Excerpts from a point labeling dataset:
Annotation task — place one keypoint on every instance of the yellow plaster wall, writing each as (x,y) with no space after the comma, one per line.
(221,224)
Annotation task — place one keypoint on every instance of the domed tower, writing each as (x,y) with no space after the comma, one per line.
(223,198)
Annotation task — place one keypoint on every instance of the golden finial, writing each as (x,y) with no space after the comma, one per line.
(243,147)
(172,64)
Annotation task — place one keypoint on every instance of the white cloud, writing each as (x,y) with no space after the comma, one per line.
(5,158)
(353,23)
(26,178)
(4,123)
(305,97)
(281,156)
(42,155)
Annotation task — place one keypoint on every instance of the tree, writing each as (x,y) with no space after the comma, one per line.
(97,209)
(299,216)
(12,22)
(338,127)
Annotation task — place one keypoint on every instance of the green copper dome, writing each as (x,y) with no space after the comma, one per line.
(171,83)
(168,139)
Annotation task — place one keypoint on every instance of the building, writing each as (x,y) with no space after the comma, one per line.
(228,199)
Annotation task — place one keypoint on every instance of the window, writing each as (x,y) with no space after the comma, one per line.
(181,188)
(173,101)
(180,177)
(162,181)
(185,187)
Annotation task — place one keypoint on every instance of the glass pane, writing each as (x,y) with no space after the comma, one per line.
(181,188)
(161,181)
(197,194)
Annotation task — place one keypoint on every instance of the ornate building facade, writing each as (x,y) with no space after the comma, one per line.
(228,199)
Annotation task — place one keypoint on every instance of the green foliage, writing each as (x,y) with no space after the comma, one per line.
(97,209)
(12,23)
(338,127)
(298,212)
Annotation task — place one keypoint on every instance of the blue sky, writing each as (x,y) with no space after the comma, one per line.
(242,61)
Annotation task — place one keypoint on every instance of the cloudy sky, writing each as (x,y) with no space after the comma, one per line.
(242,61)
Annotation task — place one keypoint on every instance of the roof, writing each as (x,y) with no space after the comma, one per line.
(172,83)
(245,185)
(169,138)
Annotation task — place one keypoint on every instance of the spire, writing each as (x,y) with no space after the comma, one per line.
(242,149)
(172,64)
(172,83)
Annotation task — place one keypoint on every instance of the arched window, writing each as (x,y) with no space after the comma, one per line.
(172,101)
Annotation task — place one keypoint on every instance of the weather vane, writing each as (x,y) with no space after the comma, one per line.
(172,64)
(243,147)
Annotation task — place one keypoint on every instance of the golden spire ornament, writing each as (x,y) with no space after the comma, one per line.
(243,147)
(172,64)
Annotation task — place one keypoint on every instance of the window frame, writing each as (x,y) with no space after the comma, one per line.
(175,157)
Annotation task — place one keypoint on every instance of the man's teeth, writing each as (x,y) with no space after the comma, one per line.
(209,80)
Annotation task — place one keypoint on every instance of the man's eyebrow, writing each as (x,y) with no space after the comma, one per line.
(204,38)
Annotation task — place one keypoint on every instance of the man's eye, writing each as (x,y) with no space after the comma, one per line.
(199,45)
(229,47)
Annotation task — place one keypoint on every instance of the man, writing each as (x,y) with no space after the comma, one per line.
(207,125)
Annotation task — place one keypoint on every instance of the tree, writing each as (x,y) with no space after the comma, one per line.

WORK INSTRUCTIONS: Copy every line of the data above verbatim, keeping the original order.

ANSWER BELOW:
Annotation task — place one keypoint on every instance of the yellow plaster wall, writing each as (x,y) with no space after the comma, one per line.
(221,224)
Annotation task — place one keypoint on every instance of the domed tower, writing each as (x,y) with no space after the comma, one per line.
(223,198)
Annotation task — place one keypoint on every instance of the golden finial, writing each as (x,y) with no space after the comma, one per line.
(243,147)
(172,64)
Annotation task — place one keypoint on every instance of the white cloud, writing each as (x,y) with no space after the comma, one per line.
(5,158)
(353,23)
(26,178)
(4,123)
(305,97)
(281,156)
(42,155)
Annotation task — place one keypoint on every instance of the tree, writing each as (x,y) with no space after the comma, one per line.
(97,209)
(299,216)
(12,22)
(338,127)
Annotation task — place one keypoint on every instance of the green copper dome, writing each as (x,y) with no space after the comma, one per line.
(171,83)
(168,139)
Annotation task — place one keypoint on every instance of the building, writing each as (x,y) with no space after the comma, one per line.
(228,199)
Annotation task — place one keypoint on every instance of the window, writing each as (x,y) with no space after the comma, one per line.
(181,188)
(173,101)
(180,177)
(162,181)
(185,187)
Annotation task — place one keypoint on every instance of the glass pane, writing each as (x,y) with no space after the comma, one per line.
(181,188)
(161,181)
(197,194)
Annotation task — place one keypoint on every instance of the ornate building facade, writing each as (x,y) with no space after the comma, one per line.
(228,199)
Annotation task — place one keypoint on every instance of the green foliage, writing each as (x,y) with no space after the comma, one per line.
(97,209)
(12,23)
(338,127)
(298,212)
Annotation task — place one keypoint on every instance of the blue sky, writing each as (x,y) with no space after the comma, one per line.
(242,61)
Annotation task — place one keypoint on every instance of the cloudy sky, writing each as (x,y) with no space after the comma, one per line.
(242,61)
Annotation task — place one keypoint on every instance of the roof, writing each as (x,y) with no space after the comma, one per line.
(172,83)
(245,185)
(169,138)
Annotation task — place one keypoint on every instance of the spire, writing each as (x,y) with no space after the comma, one per line.
(242,149)
(172,64)
(172,83)
Annotation task — place one keypoint on every instance of the arched window, writing each as (x,y) with no space after the comma, one per line.
(172,101)
Annotation task — place one keypoint on every instance of the weather vane, writing each as (x,y) with no space after the comma, one per line.
(172,64)
(243,147)
Annotation task — place one keypoint on every instance of the golden spire ornament, writing each as (x,y) with no space after the comma, one per line.
(243,147)
(172,64)
Annotation task — place one keypoint on every instance of the window frame, writing each as (x,y) with no space after the comma, one per line.
(175,157)
Annotation task — place one keypoint on every instance of the man's teeth, writing each as (x,y) with no space after the comma, one per line.
(209,80)
Annotation task — place one keypoint on every instance of the man's eyebrow, writing each as (x,y) with no space after the comma, one per line.
(204,38)
Annotation task — place one keypoint on every instance of the man's eye, writing each as (x,y) with no space after the comma, one per line.
(199,45)
(229,47)
Annotation task — place one keypoint on every instance of the man, writing each as (x,y) with no space after the comma, one per line.
(207,125)
Annotation task — place one keypoint on every instance of the tree, writing each as (x,y) with no space after the comma, one per line.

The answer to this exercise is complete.